_EXERCISE GOAL_. Rewrite the data from the line that contains "Would you kindly mark the storefront" through the end of the data, substituting "purse" for "handbag" and changing nothing else.

[Dataset records]
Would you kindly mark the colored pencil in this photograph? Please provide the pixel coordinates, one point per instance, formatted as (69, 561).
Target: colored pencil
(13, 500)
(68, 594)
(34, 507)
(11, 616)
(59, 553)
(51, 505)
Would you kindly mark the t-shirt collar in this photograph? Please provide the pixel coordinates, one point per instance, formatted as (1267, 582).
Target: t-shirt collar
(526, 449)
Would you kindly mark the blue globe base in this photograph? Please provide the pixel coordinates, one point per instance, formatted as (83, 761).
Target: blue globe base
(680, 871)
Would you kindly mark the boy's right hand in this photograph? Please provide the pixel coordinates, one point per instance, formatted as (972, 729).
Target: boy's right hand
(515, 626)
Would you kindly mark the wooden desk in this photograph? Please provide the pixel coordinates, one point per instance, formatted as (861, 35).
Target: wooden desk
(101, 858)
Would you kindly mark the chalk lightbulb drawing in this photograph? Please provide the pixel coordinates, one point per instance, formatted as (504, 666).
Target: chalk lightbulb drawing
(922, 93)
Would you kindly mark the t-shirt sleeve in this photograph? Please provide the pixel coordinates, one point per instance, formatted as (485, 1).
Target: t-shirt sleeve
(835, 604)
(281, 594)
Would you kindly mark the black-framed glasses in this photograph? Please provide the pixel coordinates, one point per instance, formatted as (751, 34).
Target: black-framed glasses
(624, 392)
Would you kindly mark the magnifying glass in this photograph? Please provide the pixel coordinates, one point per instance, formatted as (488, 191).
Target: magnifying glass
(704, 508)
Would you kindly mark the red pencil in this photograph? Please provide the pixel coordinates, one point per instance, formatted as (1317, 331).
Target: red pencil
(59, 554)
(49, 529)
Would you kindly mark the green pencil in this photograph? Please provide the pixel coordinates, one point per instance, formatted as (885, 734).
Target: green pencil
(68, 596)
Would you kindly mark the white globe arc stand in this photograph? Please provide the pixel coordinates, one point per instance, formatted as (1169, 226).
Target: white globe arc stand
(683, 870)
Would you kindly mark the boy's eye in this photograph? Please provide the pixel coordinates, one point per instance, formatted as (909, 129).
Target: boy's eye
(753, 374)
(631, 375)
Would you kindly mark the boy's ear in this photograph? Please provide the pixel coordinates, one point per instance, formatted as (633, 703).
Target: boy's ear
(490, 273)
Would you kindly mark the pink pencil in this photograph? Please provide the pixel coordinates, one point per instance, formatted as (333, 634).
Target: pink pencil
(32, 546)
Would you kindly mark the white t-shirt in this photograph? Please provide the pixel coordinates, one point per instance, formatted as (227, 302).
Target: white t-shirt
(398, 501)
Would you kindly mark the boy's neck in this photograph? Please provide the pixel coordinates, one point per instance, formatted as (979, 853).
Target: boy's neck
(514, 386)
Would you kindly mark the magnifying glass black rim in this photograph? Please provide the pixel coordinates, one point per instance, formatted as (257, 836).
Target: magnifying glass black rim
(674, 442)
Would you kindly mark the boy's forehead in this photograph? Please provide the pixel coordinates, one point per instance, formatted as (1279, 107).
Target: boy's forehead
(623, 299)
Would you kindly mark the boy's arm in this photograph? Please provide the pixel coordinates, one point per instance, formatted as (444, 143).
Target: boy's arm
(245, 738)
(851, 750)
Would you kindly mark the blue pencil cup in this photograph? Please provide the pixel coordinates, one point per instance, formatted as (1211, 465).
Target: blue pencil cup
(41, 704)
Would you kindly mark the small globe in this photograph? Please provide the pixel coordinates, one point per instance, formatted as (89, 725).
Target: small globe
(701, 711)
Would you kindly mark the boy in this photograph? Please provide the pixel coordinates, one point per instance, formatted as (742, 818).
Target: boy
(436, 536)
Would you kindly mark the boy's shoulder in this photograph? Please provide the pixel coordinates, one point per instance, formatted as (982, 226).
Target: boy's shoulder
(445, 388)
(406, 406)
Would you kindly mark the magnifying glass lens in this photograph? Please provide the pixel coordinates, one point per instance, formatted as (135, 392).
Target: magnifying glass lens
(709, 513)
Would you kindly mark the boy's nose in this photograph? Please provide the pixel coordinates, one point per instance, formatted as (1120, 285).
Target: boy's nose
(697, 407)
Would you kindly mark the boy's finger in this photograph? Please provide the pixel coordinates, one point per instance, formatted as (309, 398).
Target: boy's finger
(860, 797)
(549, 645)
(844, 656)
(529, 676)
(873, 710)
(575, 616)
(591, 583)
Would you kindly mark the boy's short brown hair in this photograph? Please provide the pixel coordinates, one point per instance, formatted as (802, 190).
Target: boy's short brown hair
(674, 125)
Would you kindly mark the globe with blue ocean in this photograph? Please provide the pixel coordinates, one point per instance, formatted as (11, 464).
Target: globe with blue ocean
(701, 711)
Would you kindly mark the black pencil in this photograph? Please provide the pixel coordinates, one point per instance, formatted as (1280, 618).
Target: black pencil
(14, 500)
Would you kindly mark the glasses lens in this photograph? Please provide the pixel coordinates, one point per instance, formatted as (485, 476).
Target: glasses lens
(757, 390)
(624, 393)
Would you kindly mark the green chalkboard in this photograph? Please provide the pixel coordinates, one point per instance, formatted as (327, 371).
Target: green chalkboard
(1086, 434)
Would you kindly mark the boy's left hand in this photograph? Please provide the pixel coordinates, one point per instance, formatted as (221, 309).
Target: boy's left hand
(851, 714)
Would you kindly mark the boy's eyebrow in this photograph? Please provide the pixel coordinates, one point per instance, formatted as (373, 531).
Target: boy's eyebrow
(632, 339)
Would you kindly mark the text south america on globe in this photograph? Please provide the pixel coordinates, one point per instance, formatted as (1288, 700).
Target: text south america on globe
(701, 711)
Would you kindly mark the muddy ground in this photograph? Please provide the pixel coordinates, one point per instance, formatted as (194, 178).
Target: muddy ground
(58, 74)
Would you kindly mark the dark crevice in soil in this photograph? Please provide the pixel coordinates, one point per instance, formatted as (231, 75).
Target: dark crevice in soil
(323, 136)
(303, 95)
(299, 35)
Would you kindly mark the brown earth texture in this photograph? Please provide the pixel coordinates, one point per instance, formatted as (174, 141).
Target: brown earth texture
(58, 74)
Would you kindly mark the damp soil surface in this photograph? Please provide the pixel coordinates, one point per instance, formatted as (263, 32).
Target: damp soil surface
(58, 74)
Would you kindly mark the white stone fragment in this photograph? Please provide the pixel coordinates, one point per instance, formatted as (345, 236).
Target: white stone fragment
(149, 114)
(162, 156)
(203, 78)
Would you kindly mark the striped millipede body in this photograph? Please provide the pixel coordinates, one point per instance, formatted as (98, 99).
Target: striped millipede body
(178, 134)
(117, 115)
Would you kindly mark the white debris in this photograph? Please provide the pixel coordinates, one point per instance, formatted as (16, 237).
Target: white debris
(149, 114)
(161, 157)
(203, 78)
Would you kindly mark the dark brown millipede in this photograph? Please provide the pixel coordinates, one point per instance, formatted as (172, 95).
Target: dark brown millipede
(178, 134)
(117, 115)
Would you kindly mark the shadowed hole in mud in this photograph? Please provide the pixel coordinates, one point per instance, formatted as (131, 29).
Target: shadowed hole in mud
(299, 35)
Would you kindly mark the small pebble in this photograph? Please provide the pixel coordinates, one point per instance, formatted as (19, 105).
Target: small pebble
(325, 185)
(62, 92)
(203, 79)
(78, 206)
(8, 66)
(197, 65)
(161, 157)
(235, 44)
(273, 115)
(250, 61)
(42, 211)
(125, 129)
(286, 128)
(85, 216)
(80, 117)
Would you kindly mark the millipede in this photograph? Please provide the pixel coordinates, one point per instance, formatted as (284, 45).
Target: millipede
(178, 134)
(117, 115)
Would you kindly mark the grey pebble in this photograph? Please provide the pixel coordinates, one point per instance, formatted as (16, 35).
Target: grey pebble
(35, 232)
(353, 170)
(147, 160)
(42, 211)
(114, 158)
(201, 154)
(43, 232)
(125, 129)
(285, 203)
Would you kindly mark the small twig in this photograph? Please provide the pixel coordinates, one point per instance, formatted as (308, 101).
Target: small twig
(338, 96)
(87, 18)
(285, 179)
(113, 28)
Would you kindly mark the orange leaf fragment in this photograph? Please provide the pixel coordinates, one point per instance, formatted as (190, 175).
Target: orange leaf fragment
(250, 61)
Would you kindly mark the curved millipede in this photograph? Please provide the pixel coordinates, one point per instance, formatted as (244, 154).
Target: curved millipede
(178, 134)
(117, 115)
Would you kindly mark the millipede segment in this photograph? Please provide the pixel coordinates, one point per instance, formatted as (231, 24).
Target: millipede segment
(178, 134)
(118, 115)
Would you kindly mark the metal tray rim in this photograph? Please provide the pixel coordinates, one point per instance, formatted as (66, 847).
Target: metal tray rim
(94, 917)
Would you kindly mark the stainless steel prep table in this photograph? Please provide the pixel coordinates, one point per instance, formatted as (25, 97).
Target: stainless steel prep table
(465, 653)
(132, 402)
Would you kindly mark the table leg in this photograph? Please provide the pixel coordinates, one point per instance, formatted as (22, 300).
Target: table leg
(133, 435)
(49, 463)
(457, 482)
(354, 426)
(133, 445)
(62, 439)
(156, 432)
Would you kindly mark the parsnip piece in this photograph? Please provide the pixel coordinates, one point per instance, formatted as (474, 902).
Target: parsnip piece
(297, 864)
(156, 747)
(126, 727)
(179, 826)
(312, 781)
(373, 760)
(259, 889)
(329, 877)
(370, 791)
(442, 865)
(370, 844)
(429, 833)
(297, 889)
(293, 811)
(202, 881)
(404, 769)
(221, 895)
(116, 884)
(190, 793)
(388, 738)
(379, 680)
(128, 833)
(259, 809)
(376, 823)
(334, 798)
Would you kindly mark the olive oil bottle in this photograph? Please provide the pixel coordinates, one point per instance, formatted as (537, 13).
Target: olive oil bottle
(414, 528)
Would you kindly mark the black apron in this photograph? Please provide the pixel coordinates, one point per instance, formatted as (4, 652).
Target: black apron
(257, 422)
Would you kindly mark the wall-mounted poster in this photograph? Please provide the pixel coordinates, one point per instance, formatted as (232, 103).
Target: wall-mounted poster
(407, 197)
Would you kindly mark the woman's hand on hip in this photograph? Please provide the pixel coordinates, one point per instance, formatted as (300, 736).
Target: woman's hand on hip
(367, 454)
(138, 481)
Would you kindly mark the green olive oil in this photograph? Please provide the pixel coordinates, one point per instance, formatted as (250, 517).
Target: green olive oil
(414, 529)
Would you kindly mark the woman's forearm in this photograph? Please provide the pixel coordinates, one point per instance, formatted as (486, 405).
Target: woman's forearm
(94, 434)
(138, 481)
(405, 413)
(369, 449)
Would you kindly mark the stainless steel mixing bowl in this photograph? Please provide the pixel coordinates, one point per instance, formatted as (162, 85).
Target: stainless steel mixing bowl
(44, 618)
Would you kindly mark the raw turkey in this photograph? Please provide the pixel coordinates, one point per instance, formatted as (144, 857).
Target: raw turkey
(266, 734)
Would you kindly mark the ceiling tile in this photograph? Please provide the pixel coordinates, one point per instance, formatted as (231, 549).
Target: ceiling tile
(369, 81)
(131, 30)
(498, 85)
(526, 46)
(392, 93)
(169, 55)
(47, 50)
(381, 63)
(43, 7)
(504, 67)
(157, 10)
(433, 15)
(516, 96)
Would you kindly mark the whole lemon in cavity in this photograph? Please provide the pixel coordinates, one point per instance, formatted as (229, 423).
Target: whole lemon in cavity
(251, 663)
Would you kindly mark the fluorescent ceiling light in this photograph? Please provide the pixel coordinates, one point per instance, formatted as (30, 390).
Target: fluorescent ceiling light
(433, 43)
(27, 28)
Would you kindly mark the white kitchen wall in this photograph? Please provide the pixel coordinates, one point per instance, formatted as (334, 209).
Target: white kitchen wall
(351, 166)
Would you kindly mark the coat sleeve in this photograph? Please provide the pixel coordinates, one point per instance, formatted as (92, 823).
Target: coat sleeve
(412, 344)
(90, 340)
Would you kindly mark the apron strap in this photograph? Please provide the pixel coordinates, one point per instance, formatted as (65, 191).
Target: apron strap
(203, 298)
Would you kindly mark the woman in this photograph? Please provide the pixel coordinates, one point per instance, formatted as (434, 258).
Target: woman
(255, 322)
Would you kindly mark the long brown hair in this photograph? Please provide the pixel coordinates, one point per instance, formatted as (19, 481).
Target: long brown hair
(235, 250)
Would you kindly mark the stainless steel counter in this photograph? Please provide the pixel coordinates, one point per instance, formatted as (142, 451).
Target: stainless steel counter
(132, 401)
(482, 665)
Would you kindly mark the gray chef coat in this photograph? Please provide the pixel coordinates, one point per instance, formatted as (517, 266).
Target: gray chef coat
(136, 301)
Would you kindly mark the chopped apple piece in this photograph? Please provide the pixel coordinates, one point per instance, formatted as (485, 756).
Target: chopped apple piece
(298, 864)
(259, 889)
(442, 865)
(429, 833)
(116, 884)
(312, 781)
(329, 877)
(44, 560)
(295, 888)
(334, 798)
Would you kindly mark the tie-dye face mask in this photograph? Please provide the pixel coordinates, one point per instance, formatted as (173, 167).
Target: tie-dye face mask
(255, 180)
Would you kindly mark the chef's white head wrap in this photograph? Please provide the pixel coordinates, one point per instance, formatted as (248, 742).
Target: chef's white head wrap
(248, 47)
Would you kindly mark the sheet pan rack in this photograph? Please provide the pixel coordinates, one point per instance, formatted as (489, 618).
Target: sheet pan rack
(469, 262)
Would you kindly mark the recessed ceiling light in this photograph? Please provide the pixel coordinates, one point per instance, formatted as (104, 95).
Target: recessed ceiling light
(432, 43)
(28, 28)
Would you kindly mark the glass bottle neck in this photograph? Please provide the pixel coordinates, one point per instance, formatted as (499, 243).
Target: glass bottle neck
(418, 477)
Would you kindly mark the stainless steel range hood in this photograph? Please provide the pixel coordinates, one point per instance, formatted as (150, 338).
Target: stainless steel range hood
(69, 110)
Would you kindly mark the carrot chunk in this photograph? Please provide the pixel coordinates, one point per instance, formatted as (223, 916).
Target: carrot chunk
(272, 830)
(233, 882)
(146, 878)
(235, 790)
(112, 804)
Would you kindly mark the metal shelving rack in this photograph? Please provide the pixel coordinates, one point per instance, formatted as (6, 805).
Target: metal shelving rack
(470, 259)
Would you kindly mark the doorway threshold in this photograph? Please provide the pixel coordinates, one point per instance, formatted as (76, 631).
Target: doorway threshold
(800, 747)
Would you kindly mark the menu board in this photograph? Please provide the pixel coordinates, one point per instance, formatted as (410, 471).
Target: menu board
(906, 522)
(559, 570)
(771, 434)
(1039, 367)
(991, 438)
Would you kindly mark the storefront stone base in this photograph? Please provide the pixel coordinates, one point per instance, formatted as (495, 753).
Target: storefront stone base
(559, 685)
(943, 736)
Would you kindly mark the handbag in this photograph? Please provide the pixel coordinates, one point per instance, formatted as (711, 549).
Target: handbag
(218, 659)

_OUTPUT OF THE EXERCISE_.
Would you kindly mark the storefront stone base in this photograph? Please provide the pixel coordinates, one point per instance, formatted as (495, 753).
Target: storefront stone base
(559, 685)
(943, 736)
Would you kindly mark the purse in this photograph? Please provide the pixel coordinates, one point per instance, formatted as (711, 549).
Target: purse
(218, 659)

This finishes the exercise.